(Selected extract):
Initially, I was giving serious thoughts only to investment banks like J.P.M, Deutsche etc. But I found a few trading analyst positions from a head-hunting firm in some hedge funds/prop trading firms. Not being from the industry, I cannot really judge the positions from their little details. The details look like*

XXX company actively make markets, as Designated Market Makers, across a broad range of asset classes including equities, foreign exchange, commodities, options and fixed income, providing two-sided liquidity on over two hundred market centers around the world.

In another company, YYY, all their trading is highly structured and based on an algorithmic approach executed in automated manner. YYY utilizies state-of-the-art proprietary software and advanced valuation models that allows it to be one of the most competitive market-makers in the major derivatives markets in Asia. With a focus on discipline and risk management, YYY is able to profit from all types of market conditions. Their strategies exploit inefficiencies in the market and utilize a multitude of high frequency trading techniques that have low risk and provide high-return.

(Given data):
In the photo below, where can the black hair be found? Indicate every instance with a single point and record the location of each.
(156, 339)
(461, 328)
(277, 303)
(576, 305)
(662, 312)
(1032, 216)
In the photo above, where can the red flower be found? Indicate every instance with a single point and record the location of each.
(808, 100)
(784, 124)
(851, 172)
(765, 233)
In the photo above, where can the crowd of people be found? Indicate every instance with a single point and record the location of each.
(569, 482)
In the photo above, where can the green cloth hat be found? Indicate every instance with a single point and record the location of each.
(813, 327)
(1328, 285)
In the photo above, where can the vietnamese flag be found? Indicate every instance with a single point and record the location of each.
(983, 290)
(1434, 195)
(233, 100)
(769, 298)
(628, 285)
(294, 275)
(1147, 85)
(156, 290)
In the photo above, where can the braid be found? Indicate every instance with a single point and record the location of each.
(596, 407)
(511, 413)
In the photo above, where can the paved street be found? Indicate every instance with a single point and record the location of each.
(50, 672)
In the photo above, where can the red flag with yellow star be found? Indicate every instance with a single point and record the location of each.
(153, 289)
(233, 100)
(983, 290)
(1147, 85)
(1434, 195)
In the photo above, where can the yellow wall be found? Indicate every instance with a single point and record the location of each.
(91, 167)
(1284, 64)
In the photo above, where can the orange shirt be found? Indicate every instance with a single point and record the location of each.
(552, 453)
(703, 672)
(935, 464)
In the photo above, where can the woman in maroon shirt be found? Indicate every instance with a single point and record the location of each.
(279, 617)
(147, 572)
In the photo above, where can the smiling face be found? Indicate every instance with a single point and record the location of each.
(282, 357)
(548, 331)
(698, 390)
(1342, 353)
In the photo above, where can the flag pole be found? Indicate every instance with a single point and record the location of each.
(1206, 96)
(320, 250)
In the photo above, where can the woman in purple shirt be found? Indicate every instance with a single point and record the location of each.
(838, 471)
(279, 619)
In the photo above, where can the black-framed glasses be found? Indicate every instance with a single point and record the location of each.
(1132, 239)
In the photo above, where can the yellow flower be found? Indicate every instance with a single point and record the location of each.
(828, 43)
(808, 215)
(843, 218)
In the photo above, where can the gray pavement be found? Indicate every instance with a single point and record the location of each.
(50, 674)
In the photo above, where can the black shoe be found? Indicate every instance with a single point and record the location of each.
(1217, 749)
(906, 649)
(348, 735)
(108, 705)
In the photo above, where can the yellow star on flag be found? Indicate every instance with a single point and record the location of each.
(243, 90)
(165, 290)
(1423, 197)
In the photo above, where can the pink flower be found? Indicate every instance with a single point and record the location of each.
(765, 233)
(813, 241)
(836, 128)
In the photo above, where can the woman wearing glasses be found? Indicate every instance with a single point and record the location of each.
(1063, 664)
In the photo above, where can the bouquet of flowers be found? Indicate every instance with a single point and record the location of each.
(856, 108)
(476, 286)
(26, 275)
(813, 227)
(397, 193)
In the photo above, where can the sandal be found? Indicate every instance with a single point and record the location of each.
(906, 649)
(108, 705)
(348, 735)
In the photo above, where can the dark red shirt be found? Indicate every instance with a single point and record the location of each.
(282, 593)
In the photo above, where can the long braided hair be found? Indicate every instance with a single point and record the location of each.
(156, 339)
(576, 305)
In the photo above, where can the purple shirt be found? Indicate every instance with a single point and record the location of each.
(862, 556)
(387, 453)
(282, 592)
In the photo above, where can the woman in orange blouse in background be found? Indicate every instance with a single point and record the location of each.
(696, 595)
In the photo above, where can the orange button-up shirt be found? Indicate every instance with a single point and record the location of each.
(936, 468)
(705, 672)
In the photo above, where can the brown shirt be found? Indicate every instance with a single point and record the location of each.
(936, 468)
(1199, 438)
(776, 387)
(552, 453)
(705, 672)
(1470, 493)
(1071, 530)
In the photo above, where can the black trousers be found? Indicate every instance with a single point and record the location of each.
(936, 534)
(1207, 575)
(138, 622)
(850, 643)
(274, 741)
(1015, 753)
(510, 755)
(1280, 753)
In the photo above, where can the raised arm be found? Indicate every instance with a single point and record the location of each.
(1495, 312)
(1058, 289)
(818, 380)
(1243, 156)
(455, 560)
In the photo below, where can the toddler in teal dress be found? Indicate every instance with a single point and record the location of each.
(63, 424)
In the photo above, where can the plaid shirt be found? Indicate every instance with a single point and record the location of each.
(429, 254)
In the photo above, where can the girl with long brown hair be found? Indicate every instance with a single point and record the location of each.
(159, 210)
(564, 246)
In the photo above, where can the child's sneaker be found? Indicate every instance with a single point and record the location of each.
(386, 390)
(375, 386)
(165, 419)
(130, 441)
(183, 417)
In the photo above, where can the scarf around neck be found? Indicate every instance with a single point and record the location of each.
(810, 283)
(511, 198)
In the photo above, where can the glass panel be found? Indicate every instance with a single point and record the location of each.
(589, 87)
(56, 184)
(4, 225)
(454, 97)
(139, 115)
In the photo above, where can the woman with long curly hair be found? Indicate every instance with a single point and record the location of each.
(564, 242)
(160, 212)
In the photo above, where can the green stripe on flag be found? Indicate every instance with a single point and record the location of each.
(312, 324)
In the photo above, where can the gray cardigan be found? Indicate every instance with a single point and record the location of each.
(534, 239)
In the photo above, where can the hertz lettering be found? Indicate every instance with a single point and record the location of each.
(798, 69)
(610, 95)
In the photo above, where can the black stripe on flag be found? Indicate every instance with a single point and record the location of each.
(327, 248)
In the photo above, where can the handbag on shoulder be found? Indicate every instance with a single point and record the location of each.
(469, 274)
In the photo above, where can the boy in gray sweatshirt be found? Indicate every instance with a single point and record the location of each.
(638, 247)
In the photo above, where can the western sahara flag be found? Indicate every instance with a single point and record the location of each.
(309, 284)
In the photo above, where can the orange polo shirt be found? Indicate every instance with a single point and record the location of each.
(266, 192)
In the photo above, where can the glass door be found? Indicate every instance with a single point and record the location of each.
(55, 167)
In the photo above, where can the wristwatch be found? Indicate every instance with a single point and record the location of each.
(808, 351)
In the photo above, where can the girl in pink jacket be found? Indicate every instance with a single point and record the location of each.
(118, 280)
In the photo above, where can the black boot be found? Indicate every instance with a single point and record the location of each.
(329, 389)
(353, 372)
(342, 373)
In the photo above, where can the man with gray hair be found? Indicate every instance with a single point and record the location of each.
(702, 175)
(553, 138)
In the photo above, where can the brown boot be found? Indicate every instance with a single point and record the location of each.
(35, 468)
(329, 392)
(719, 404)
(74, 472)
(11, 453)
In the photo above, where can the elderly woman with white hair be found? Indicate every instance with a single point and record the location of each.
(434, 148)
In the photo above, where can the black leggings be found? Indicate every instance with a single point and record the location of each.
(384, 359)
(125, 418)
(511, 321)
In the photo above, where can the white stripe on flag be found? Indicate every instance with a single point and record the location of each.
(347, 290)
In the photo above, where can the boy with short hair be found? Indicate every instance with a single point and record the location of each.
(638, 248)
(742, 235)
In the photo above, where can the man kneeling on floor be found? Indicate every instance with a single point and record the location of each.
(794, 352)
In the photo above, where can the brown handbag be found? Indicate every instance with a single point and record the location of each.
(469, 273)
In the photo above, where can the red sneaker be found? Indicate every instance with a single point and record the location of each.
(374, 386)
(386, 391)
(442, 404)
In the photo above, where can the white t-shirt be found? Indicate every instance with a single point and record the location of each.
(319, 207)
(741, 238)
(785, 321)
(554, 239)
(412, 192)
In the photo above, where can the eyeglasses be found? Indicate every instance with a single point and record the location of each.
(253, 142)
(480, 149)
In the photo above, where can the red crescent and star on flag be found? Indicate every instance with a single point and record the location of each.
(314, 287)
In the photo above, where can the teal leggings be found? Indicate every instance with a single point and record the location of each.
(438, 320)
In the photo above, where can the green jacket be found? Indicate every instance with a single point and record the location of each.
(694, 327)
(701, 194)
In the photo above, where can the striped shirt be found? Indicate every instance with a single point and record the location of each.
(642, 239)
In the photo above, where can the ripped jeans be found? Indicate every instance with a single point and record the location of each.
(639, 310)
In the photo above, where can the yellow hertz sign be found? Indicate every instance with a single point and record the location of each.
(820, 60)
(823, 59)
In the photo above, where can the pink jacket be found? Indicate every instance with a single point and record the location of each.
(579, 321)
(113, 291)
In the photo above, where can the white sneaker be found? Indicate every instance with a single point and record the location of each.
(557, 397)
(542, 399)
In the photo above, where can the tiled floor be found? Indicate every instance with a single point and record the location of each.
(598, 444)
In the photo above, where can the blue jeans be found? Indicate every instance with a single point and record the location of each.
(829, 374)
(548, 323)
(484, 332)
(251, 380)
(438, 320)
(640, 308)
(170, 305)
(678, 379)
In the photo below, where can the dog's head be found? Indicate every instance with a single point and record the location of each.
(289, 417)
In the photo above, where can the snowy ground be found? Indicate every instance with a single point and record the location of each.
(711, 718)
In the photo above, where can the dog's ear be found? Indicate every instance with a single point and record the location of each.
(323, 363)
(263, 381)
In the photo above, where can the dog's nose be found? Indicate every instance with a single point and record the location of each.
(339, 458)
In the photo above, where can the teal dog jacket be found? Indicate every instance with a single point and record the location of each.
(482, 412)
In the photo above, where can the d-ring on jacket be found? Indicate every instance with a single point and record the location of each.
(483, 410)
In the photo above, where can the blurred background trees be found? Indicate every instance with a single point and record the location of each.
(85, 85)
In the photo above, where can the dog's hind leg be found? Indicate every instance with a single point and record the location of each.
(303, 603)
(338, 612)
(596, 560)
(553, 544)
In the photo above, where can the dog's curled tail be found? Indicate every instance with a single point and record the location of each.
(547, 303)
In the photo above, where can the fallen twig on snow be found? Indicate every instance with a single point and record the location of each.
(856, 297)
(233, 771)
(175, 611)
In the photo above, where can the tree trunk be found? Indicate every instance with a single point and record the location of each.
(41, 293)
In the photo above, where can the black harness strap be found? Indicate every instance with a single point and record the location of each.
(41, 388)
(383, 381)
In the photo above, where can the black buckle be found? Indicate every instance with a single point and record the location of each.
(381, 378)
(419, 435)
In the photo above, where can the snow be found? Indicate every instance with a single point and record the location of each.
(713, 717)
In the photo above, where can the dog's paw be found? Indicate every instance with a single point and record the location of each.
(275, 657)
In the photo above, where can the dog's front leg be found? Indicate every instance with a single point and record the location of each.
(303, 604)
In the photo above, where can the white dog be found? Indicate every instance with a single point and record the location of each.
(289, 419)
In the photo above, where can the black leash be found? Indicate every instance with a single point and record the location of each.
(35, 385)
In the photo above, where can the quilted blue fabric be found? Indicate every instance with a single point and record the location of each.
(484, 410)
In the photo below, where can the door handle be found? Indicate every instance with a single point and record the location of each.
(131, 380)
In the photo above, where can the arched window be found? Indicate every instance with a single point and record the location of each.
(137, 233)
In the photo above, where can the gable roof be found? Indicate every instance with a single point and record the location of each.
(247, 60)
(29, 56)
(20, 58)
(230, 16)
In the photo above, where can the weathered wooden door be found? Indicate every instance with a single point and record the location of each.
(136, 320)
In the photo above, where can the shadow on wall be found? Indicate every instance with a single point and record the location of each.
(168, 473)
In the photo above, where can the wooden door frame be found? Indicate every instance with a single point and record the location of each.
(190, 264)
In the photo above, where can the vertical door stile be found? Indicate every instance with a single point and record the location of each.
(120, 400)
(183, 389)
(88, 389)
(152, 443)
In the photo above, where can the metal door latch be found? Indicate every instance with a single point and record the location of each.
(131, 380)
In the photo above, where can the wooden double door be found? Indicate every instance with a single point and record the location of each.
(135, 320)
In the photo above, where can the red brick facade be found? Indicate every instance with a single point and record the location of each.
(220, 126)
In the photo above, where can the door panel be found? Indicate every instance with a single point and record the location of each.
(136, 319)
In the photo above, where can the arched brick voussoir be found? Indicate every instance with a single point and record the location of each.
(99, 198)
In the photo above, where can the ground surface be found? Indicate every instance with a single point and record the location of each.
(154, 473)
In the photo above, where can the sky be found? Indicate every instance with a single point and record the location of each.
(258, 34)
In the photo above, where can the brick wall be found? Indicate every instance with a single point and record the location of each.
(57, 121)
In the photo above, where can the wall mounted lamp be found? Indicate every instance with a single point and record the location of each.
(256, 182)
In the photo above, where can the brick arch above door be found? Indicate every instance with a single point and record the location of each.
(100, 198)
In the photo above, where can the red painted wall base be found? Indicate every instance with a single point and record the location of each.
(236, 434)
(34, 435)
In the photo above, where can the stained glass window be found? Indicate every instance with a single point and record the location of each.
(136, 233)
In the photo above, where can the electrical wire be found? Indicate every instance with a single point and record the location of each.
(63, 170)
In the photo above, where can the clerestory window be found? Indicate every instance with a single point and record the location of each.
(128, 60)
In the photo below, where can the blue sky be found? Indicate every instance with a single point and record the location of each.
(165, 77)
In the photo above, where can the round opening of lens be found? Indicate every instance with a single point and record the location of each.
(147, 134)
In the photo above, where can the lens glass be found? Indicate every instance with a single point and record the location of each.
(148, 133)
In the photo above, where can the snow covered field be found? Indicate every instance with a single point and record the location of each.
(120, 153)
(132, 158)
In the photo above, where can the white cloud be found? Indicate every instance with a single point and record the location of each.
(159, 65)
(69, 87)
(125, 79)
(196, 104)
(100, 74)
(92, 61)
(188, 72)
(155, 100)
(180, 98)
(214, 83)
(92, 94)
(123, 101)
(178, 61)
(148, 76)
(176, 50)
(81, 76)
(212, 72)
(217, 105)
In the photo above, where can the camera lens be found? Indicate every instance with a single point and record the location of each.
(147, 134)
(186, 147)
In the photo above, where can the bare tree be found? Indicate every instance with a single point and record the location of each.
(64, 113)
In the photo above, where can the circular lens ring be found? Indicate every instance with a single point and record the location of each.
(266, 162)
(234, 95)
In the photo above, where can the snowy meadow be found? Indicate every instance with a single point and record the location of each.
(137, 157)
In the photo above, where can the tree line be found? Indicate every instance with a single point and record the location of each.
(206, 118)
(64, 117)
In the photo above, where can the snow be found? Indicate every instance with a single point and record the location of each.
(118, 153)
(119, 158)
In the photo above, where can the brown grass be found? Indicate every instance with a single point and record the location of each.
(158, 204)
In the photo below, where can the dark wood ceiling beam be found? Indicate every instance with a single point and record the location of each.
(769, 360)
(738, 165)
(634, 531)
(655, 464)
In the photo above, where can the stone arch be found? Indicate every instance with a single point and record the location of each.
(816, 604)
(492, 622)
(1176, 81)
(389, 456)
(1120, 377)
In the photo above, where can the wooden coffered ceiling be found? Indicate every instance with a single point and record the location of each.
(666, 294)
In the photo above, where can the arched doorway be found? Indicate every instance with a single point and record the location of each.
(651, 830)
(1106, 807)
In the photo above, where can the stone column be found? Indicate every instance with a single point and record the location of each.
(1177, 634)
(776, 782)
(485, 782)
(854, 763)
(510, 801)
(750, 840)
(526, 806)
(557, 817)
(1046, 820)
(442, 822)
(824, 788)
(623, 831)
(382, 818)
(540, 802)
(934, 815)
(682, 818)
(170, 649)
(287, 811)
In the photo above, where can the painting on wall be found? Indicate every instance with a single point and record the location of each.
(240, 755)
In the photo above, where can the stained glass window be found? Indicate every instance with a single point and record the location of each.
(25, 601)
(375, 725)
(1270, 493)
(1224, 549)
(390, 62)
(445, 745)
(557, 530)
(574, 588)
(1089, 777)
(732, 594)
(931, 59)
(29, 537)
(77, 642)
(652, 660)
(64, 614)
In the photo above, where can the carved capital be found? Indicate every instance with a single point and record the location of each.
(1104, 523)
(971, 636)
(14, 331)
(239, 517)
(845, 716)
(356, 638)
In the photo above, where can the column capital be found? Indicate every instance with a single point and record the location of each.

(Written request A): According to the post about trading analyst positions, on how many market centers does XXX provide two-sided liquidity?
(Written request B): Extend the post about trading analyst positions, picking up after its final sentence.
The items play no role here.

(Task answer A): Over two hundred market centers around the world.

(Task answer B):
What drew me to the job market in the industry are a few career talks by investment banks (which were incidentally given by Physics, Math Ph.D.s), but now I see most of the openings are like this. So I would appreciate some guidance on the comparison between these to apparently different (but may be same) job profiles. In particular,

  1. How does a quant's job differ at a place like J. P. Morgan to one of these trading firms? Typically at sell side banks I see the job titles as quantitative analyst, associate, risk analyst etc. But in the buy side firms, the titles are like junior traders, trade analyst etc. Are they just euphemisms?
  2. As a computer engineering Ph.D. (with some knack for mathematics, stochastic calculus, some economics etc.) which one do you think will be more interesting to me? I know it depends on many factors, which can change with time. But be as general or as specific in your answer as you feel given this information.
Some guidance from the industry veterans and many experienced people present here will be really appreciated. I asked the guy from the head-hunting firm, but it seems his own knowledge in the specific jobs that quants do is quite limited.


*Perhaps you can already guess the firms' names from the profiles and descriptions. But still I did not want to name them directly.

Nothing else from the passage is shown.